* _WHAT THE TASK REQUIRES_
Output exactly, please, the lines of the records below from the one containing "Could you please point out the white football pants" through the final line.

##### RECORDS FOR THE TASK

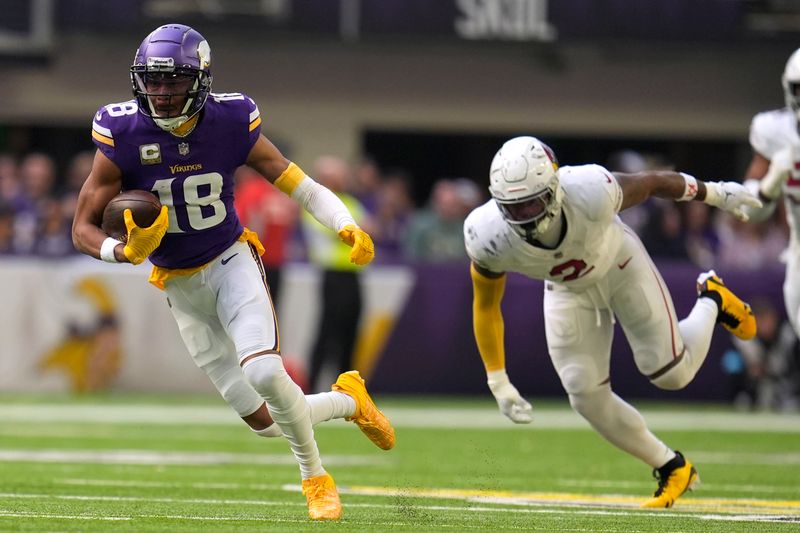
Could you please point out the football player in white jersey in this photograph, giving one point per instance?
(561, 225)
(774, 172)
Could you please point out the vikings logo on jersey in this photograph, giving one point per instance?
(593, 236)
(191, 175)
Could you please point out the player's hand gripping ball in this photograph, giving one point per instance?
(144, 207)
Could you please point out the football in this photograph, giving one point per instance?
(144, 207)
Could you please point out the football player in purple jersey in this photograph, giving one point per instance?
(182, 142)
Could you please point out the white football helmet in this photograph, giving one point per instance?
(523, 180)
(791, 82)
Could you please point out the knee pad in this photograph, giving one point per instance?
(237, 392)
(266, 374)
(587, 403)
(577, 379)
(270, 431)
(675, 378)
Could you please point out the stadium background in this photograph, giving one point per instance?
(434, 87)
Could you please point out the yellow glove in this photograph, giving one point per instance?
(143, 241)
(363, 251)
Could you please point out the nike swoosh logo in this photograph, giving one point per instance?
(225, 261)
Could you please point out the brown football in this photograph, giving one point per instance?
(144, 207)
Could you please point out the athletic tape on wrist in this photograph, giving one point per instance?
(689, 189)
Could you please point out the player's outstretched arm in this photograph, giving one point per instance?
(318, 200)
(487, 322)
(729, 196)
(766, 179)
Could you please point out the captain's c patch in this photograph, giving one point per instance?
(150, 154)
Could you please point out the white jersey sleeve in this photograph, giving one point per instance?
(771, 131)
(594, 189)
(484, 238)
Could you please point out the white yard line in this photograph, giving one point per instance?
(749, 514)
(467, 418)
(575, 483)
(153, 457)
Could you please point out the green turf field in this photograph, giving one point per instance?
(188, 464)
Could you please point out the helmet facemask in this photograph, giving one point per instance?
(525, 186)
(791, 83)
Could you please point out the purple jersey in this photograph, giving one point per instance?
(193, 175)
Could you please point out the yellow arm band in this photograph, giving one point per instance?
(487, 319)
(290, 179)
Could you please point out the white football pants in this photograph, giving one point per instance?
(580, 328)
(225, 309)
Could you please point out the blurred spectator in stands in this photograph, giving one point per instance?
(701, 240)
(745, 246)
(10, 185)
(341, 284)
(769, 377)
(394, 210)
(38, 177)
(663, 235)
(270, 213)
(6, 230)
(77, 171)
(367, 184)
(53, 230)
(435, 233)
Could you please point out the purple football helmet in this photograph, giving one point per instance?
(178, 58)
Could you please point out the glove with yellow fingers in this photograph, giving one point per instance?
(363, 251)
(142, 242)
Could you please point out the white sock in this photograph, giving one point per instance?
(324, 406)
(329, 405)
(696, 331)
(288, 408)
(621, 424)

##########

* _ANSWER FOR THIS EXERCISE_
Could you please point out the white football pants in this photograph, giving one point per instance?
(580, 328)
(225, 309)
Could you please point out the blurred spectator in stands in this photograph, giving one point per instance?
(701, 240)
(745, 246)
(10, 185)
(341, 284)
(769, 377)
(394, 210)
(38, 177)
(663, 235)
(270, 213)
(6, 230)
(77, 171)
(367, 184)
(53, 230)
(435, 233)
Could you please point out the purple football helmet in this photograph, giving one point per instance?
(178, 58)
Could you please point out the glove with yellow fingers in this photograph, giving one point per instance?
(363, 251)
(142, 242)
Could you please point out the white sock in this photograph, giving one point per instance?
(324, 406)
(329, 405)
(696, 331)
(288, 408)
(621, 424)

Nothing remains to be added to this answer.